### What to produce
Pick up the article on Michael Gove replacing Robert Jenrick as housing secretary and continue it from its last sentence.

### Extract provided
In a packed week of comings and goings, Michael Gove moves into housing and Robert Jenrick leaves, while Redcar’s Dorman Long tower finally loses its rollercoaster battle for survival and critics line up to take sides over the Stirling shortlist

So farewell then Robert Jenrick, ousted as housing secretary in last week’s cabinet reshuffle.

Earlier this year, he had spoken about how his proposed planning reforms would stop architects ‘imposing their dreams’ on communities, while he presented his expansion of the much-criticised permitted development system as an opportunity to tear down post-war ‘mistakes’.

His time in office has been full of controversy including the overruling of his planning inspector to approve Tory donor Richard Desmond’s Westferry Printworks development. The decision was later reversed after being ruled as unlawful.

Nor did he appear the model of public probity when it emerged that he and his junior minister Jake Berry had awarded £25 million levelling-up grants to one another’s constituencies, leading to calls from Labour for an investigation into the methodology that awarded the funds to these particular areas.  

But in fact, it appears his comeuppance was around his much-heralded planning reforms. As reported last week, these were in the process of being drastically scaled down after facing fierce opposition from Conservative backbenchers – though it was his successor, Michael Gove, who got to make the official announcement that the reforms had been ditched.

Michael Gove, new Secretary of State for the Department for Levelling Up, Housing and Communities.
Michael Gove, new Secretary of State for the Department for Levelling Up, Housing and Communities. Credit: https://creativecommons.org/licenses/by/3.0/

Gove: a man not afraid to be unpopular

This does not, however, mean the planning system is likely to stay as it is. Gove’s appointment as Secretary of State for the Department for Levelling Up, Housing and Communities is almost certainly down to Boris Johnson’s recognition that his new housing secretary is someone who gets things done and has the experience in goverment to do this.

[Records from a collection]
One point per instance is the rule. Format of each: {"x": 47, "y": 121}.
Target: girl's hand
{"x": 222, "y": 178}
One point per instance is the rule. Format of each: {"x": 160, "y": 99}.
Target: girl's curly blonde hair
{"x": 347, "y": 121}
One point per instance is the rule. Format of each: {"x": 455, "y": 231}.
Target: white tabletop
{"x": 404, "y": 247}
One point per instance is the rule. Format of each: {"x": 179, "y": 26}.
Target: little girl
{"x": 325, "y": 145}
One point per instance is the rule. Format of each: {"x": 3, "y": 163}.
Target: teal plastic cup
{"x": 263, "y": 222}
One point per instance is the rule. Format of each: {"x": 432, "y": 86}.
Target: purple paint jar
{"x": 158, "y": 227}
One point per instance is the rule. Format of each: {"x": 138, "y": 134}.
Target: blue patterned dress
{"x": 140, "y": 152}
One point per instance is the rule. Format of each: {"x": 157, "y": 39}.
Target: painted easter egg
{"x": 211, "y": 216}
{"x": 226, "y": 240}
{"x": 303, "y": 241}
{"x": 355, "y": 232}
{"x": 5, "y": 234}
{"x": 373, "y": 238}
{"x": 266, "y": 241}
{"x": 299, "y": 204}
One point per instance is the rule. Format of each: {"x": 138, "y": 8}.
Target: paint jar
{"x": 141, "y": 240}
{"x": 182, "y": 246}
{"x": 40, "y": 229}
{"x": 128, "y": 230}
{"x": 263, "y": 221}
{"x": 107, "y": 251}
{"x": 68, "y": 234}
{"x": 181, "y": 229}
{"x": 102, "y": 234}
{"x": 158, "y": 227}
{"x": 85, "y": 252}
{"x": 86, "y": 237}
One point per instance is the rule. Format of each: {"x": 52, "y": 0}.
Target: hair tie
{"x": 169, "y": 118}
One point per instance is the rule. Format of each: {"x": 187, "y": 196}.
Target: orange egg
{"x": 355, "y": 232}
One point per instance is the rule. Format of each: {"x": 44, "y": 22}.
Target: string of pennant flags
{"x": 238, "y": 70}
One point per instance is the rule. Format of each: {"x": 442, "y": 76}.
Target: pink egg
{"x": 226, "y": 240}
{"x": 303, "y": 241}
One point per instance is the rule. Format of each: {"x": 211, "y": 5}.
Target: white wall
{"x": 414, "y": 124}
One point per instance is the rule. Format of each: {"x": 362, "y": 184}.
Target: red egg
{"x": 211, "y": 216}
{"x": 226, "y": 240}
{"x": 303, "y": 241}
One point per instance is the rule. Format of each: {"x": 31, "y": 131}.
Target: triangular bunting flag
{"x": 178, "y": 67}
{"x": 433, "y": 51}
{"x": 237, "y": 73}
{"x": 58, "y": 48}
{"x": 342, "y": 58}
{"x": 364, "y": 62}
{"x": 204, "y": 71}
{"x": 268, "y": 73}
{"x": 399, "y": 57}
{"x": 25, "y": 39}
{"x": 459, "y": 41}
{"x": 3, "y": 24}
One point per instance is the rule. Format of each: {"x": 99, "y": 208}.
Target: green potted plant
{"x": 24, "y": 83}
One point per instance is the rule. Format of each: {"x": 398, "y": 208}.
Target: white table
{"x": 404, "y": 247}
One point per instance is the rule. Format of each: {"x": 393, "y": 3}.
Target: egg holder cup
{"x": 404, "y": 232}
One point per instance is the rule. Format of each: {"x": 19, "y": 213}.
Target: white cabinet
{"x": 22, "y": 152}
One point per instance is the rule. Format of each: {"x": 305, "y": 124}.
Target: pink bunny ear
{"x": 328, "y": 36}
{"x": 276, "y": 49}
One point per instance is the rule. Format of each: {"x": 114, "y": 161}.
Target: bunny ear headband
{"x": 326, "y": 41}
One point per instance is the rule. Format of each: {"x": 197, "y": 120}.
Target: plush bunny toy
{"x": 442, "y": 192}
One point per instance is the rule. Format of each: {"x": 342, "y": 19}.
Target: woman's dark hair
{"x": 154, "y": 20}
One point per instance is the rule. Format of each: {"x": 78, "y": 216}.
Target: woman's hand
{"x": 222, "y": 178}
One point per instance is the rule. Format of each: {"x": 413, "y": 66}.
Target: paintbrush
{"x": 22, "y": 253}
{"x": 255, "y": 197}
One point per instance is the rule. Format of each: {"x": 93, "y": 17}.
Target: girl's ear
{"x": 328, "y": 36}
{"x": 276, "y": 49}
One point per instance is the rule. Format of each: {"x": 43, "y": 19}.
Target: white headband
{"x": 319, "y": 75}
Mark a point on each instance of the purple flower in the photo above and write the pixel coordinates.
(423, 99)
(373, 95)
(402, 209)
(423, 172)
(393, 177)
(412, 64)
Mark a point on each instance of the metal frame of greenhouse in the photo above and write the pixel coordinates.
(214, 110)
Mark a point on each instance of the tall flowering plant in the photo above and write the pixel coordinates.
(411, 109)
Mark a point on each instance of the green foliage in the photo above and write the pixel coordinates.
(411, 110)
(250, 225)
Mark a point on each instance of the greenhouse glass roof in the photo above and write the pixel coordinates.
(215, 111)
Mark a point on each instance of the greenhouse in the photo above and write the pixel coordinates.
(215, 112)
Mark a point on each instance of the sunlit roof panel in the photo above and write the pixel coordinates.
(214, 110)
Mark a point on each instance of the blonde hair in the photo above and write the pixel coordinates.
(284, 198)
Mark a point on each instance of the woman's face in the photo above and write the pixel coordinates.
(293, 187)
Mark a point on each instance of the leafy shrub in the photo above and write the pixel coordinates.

### Written answer
Former New Statesman assistant editor Jonn Elledge writes: ‘It’s hard to look at the replacement… and conclude that housing and planning just became less important to the government.’

Gove, he points out, is willing to be unpopular, having previously alienated almost the entire teaching profession.

As education secretary, he described the education establishment as ‘the blob’ – a self-interested group seeking to maintain the status quo. Who, many have been wondering, will Gove identify as ‘the blob’ when it comes to shaking up planning? Mass housebuilders? Green-belt conservationists? Local authorities? Surely not the Nimby constituents of southern Tory strongholds whose upset at Jenrick’s proposals likely cost him his job?

Might it turn out that architects are part of Gove’s new blob? It has been noted that, as education secretary, he abruptly axed Labour’s £55 billion Building Schools for the Future programme, cancelling many school-building schemes that were about to start.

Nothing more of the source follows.